[Part of a data file]
******

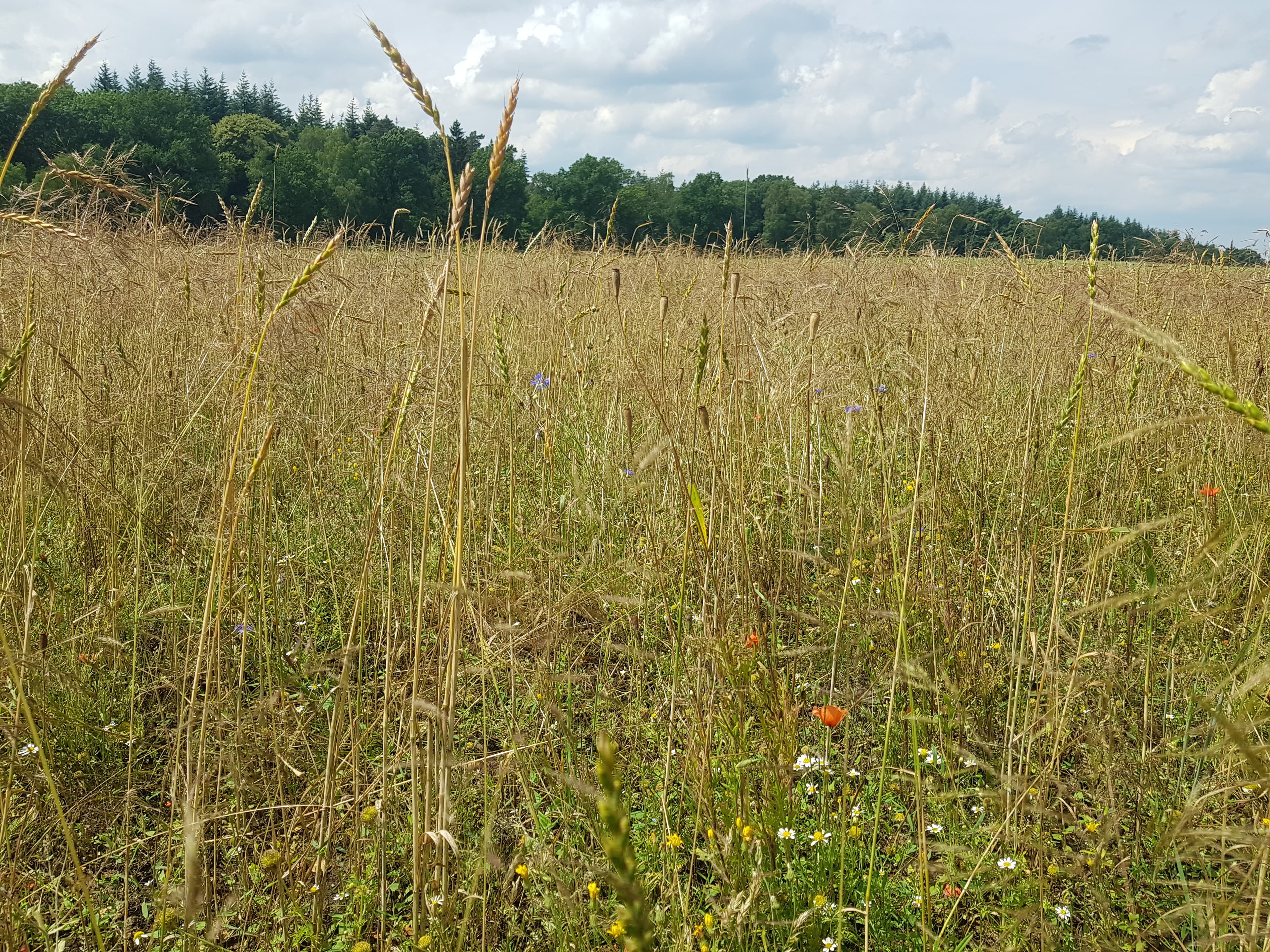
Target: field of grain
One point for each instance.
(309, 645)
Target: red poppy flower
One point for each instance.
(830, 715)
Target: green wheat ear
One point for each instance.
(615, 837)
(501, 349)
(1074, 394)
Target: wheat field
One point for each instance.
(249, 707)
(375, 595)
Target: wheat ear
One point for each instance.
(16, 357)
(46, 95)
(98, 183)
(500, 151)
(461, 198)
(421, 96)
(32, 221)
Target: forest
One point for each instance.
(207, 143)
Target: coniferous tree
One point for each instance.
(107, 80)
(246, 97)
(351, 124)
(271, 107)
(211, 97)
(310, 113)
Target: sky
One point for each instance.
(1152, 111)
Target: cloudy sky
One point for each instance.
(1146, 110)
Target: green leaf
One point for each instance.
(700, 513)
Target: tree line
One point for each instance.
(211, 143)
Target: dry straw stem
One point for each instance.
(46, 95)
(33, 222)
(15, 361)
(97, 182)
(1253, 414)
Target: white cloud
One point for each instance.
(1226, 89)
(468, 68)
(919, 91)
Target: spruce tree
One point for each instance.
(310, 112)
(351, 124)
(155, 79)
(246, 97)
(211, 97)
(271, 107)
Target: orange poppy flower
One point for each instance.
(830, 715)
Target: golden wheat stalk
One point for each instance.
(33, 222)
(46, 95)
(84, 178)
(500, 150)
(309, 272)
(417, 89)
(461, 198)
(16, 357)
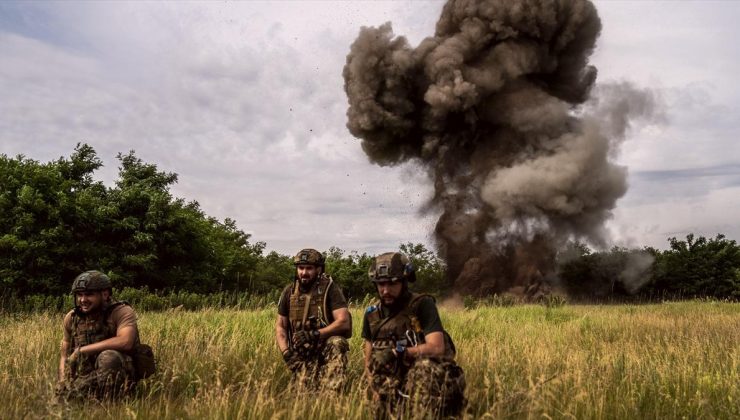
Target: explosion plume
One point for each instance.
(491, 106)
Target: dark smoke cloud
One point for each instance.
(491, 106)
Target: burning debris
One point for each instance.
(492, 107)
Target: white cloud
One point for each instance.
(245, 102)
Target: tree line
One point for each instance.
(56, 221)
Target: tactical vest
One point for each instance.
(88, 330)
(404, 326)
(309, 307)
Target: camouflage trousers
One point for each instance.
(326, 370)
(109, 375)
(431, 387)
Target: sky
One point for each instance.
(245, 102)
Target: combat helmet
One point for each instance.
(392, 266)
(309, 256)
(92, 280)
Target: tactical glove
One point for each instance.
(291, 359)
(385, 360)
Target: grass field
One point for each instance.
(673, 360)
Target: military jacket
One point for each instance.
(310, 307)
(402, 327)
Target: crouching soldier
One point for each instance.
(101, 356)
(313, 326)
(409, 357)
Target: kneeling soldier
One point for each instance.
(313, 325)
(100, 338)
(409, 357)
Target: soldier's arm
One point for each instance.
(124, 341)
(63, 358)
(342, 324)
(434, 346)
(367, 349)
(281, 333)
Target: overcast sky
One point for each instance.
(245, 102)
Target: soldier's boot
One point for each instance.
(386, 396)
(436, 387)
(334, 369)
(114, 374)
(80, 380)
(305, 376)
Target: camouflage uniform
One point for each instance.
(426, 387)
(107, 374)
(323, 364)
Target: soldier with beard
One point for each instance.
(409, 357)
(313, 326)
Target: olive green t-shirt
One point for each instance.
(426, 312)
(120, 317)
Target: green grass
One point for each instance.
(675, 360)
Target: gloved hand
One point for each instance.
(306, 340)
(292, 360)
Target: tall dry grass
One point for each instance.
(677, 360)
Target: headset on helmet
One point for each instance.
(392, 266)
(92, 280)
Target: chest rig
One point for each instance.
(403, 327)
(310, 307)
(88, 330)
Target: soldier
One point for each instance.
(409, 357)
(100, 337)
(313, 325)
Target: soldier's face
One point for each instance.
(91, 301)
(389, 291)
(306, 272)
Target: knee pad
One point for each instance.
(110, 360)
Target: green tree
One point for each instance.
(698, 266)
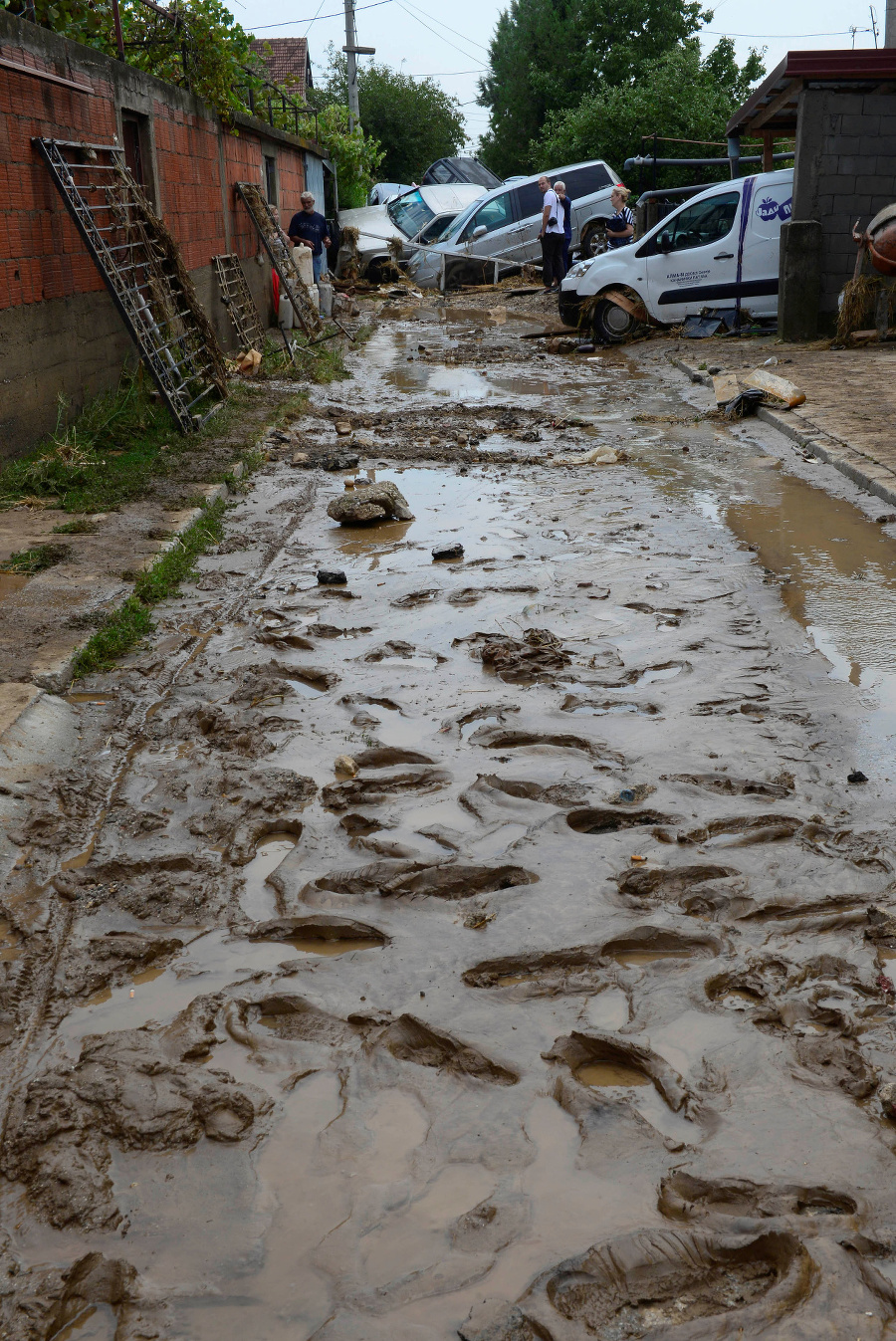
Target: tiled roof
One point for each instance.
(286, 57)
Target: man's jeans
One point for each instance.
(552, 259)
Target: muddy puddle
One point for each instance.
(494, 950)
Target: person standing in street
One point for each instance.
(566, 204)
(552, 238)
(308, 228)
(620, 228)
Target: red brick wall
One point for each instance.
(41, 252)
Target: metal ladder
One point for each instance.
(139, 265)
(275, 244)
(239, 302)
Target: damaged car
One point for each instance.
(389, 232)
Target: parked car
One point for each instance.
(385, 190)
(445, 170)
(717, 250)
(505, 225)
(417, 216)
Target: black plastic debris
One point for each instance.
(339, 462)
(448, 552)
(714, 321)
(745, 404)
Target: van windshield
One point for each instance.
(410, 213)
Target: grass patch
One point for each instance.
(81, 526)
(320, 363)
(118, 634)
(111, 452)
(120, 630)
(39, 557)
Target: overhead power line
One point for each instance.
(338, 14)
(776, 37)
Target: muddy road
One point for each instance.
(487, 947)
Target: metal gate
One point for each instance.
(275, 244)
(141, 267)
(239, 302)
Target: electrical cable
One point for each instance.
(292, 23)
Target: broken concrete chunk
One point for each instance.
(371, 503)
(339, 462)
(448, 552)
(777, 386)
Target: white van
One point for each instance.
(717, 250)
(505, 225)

******

Written task:
The answer consists only of the lines from the one containing "Target: red brick wall" to the end of the records, each written out exactly.

Answer in full:
Target: red brick wall
One point for each instance.
(41, 252)
Target: metal ladder
One point for each instance.
(139, 265)
(275, 244)
(239, 302)
Target: damaged car
One point for each instance.
(389, 232)
Target: parked car
One point for each instance.
(385, 190)
(445, 170)
(717, 250)
(505, 225)
(417, 216)
Target: black plastic debris
One point for each instance.
(339, 462)
(448, 552)
(714, 321)
(745, 404)
Target: van windshield
One point for each instance.
(410, 213)
Target: grass patch
One point for each instance.
(81, 526)
(320, 363)
(118, 634)
(111, 452)
(120, 630)
(39, 557)
Target: overhead power line
One point for each instance.
(338, 14)
(776, 37)
Target: muddy road
One point for each instance.
(487, 947)
Target: metal gate
One point for each instance.
(275, 244)
(141, 267)
(239, 302)
Target: electrical cable
One point for each instance.
(292, 23)
Target: broken concrete chunk
One point for each instance.
(371, 503)
(339, 462)
(448, 552)
(777, 386)
Target: white van
One point for each instance.
(717, 250)
(505, 225)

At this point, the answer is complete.